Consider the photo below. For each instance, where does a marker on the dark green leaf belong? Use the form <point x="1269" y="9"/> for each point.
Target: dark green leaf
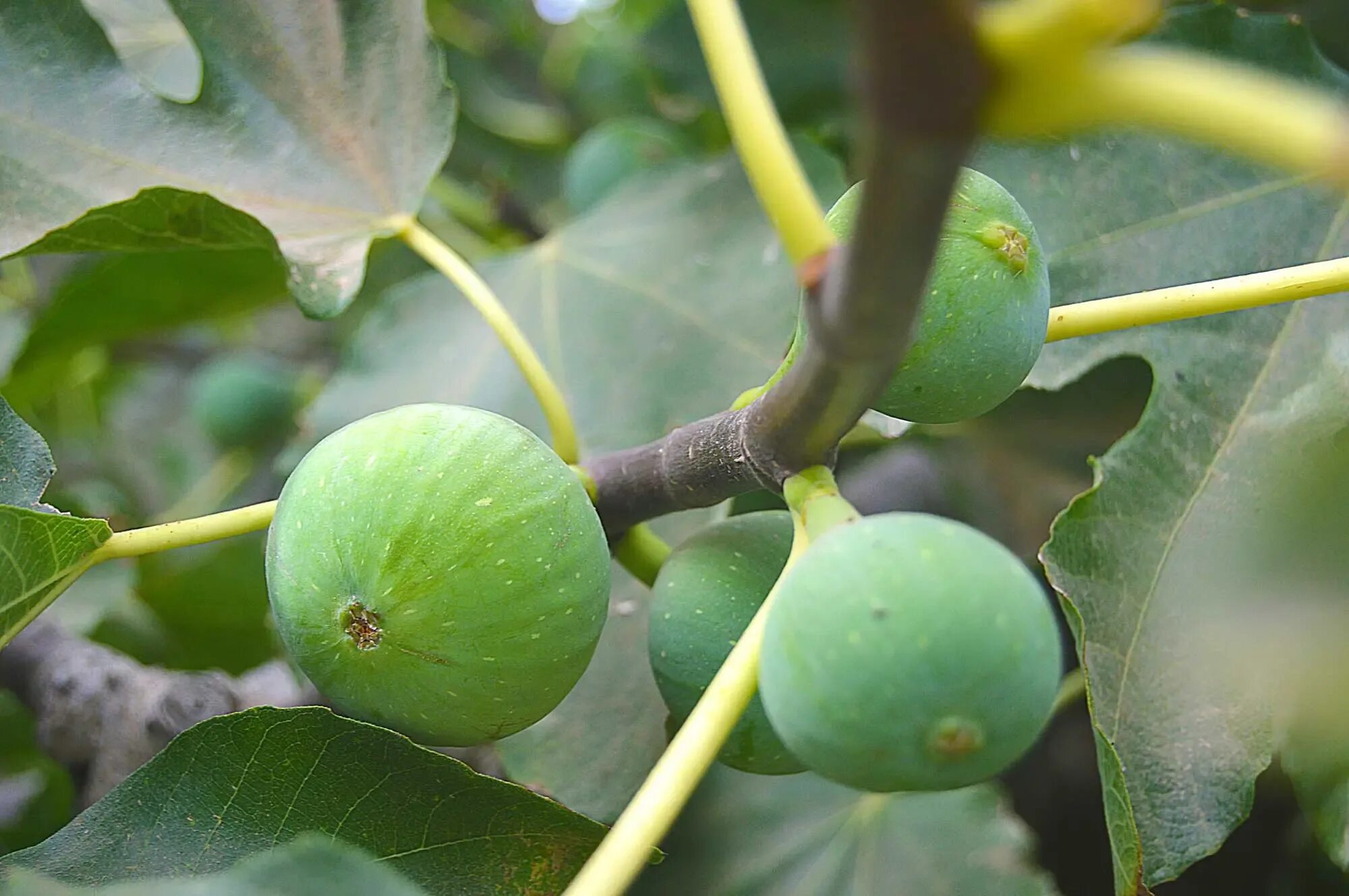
<point x="38" y="545"/>
<point x="1320" y="775"/>
<point x="311" y="865"/>
<point x="241" y="784"/>
<point x="212" y="602"/>
<point x="133" y="296"/>
<point x="319" y="119"/>
<point x="760" y="835"/>
<point x="1146" y="558"/>
<point x="37" y="551"/>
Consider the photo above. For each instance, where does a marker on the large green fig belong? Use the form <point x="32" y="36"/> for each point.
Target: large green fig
<point x="906" y="652"/>
<point x="708" y="591"/>
<point x="983" y="323"/>
<point x="439" y="570"/>
<point x="245" y="401"/>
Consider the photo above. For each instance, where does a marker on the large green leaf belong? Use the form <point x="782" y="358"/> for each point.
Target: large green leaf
<point x="36" y="792"/>
<point x="759" y="835"/>
<point x="311" y="865"/>
<point x="133" y="296"/>
<point x="322" y="119"/>
<point x="26" y="466"/>
<point x="38" y="545"/>
<point x="1143" y="559"/>
<point x="654" y="309"/>
<point x="241" y="784"/>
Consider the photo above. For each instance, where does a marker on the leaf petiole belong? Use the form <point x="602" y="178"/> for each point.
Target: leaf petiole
<point x="482" y="297"/>
<point x="183" y="533"/>
<point x="1199" y="300"/>
<point x="760" y="141"/>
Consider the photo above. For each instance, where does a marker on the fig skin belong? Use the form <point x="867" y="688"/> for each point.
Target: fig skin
<point x="983" y="322"/>
<point x="907" y="652"/>
<point x="705" y="597"/>
<point x="440" y="571"/>
<point x="243" y="401"/>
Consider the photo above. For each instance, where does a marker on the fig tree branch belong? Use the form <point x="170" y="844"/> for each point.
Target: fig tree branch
<point x="105" y="713"/>
<point x="923" y="84"/>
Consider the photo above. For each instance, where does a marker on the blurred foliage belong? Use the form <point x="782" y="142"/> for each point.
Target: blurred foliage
<point x="36" y="792"/>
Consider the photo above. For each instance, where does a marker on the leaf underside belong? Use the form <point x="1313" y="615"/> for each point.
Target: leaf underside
<point x="322" y="119"/>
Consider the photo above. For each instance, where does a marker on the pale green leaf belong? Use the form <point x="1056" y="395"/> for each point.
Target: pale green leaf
<point x="322" y="119"/>
<point x="238" y="785"/>
<point x="764" y="835"/>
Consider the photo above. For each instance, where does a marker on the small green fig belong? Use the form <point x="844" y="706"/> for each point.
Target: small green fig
<point x="245" y="401"/>
<point x="906" y="652"/>
<point x="708" y="591"/>
<point x="983" y="323"/>
<point x="440" y="571"/>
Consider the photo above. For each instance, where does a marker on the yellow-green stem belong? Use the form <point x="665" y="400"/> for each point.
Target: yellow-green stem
<point x="757" y="133"/>
<point x="1197" y="300"/>
<point x="183" y="533"/>
<point x="1042" y="33"/>
<point x="482" y="297"/>
<point x="813" y="496"/>
<point x="621" y="856"/>
<point x="1232" y="107"/>
<point x="641" y="552"/>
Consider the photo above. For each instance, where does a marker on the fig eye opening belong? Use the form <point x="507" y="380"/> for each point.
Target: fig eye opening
<point x="362" y="625"/>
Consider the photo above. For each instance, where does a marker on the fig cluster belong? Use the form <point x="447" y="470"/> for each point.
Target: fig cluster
<point x="903" y="652"/>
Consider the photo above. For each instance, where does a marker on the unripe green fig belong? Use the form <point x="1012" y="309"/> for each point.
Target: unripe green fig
<point x="613" y="152"/>
<point x="983" y="323"/>
<point x="906" y="652"/>
<point x="708" y="591"/>
<point x="440" y="571"/>
<point x="243" y="401"/>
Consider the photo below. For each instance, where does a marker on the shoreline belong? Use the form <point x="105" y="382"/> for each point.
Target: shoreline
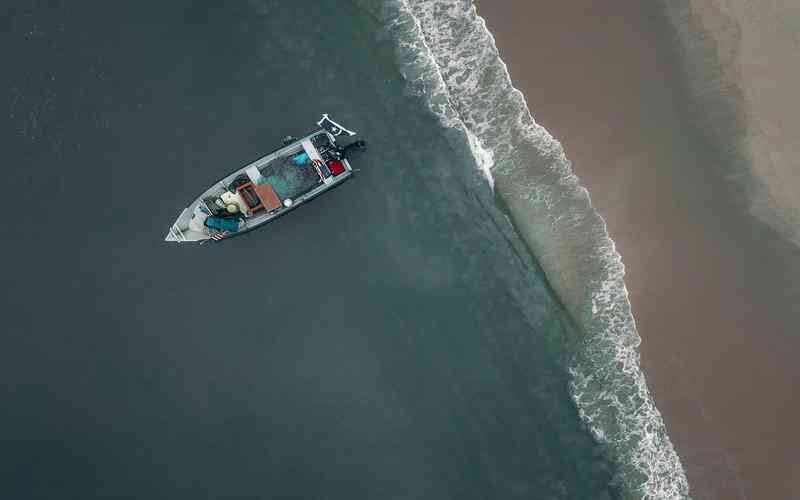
<point x="602" y="80"/>
<point x="741" y="101"/>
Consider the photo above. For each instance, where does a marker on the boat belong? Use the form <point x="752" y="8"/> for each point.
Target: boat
<point x="269" y="187"/>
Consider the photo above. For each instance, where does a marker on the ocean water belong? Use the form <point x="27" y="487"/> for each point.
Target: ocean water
<point x="452" y="323"/>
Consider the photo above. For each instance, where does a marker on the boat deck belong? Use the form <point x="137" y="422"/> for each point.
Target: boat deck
<point x="288" y="179"/>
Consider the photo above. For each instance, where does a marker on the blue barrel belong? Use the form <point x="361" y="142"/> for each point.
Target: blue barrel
<point x="231" y="225"/>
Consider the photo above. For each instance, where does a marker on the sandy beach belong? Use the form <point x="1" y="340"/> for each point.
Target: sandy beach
<point x="713" y="288"/>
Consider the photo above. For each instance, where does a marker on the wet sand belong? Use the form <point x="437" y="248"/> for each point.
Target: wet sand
<point x="712" y="289"/>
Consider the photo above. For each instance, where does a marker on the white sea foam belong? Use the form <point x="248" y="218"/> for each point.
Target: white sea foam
<point x="447" y="54"/>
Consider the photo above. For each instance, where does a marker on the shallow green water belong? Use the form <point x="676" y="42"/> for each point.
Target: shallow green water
<point x="391" y="339"/>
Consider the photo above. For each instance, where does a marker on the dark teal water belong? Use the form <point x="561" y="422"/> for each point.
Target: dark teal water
<point x="392" y="339"/>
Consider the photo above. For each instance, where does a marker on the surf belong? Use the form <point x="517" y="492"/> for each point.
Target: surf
<point x="447" y="55"/>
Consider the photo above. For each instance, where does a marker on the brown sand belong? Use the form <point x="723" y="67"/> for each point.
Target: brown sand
<point x="714" y="293"/>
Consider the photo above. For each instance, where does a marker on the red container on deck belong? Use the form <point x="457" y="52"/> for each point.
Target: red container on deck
<point x="336" y="167"/>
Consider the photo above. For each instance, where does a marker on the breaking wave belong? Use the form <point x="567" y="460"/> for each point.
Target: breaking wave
<point x="445" y="51"/>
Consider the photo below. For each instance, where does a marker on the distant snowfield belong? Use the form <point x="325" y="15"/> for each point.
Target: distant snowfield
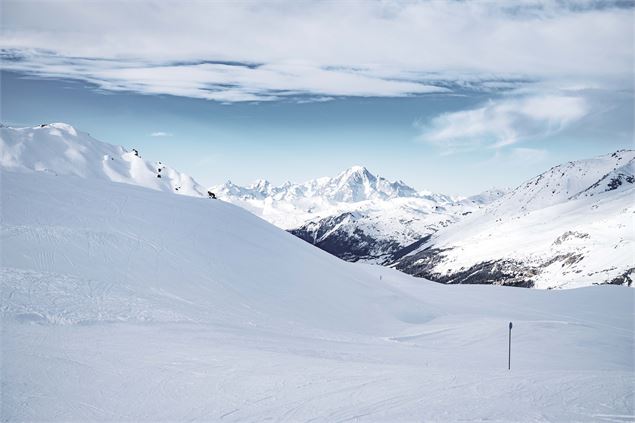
<point x="122" y="303"/>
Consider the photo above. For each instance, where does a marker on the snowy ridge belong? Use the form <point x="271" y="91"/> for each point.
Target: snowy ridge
<point x="571" y="226"/>
<point x="60" y="149"/>
<point x="124" y="303"/>
<point x="355" y="215"/>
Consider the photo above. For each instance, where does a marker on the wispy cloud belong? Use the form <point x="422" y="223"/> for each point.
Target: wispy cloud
<point x="504" y="122"/>
<point x="245" y="51"/>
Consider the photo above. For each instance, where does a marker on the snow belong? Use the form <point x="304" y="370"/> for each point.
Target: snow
<point x="391" y="214"/>
<point x="568" y="223"/>
<point x="61" y="149"/>
<point x="124" y="303"/>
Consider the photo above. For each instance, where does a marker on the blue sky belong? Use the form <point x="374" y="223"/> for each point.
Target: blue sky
<point x="448" y="96"/>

- - - -

* [What you are asked to do] Can you express the part of the listing above, from the line containing "on the distant" through the end of the listing, as a Markdown table with the columns No. and Text, one row per line, blank lines omitted and the pictures left out?

* [Answer]
| No. | Text |
|---|---|
| 1 | Consider the photo below. For each instance, where does a marker on the distant snowfield belong? Use the form <point x="325" y="15"/> for each point. |
| 2 | Target: distant snowfield |
| 3 | <point x="122" y="303"/> |
| 4 | Consider the photo above. For each instance, where does a marker on the snowy ridge belong? Use the form <point x="271" y="91"/> for each point. |
| 5 | Target: snowy ridge |
| 6 | <point x="571" y="226"/> |
| 7 | <point x="60" y="149"/> |
| 8 | <point x="124" y="303"/> |
| 9 | <point x="355" y="215"/> |
| 10 | Consider the photo above. For each instance, where does a marker on the wispy cloud belong? Use the form <point x="422" y="223"/> for each point. |
| 11 | Target: wispy cloud |
| 12 | <point x="504" y="122"/> |
| 13 | <point x="245" y="51"/> |
| 14 | Consider the photo above. For each instance, where does a marker on the snow belong? Use the form <point x="304" y="370"/> for each point. |
| 15 | Target: snow |
| 16 | <point x="391" y="214"/> |
| 17 | <point x="568" y="223"/> |
| 18 | <point x="61" y="149"/> |
| 19 | <point x="124" y="303"/> |
| 20 | Consider the photo above. For each instance, where does a marker on the blue sky belong? Use the form <point x="374" y="223"/> for each point. |
| 21 | Target: blue sky |
| 22 | <point x="448" y="96"/> |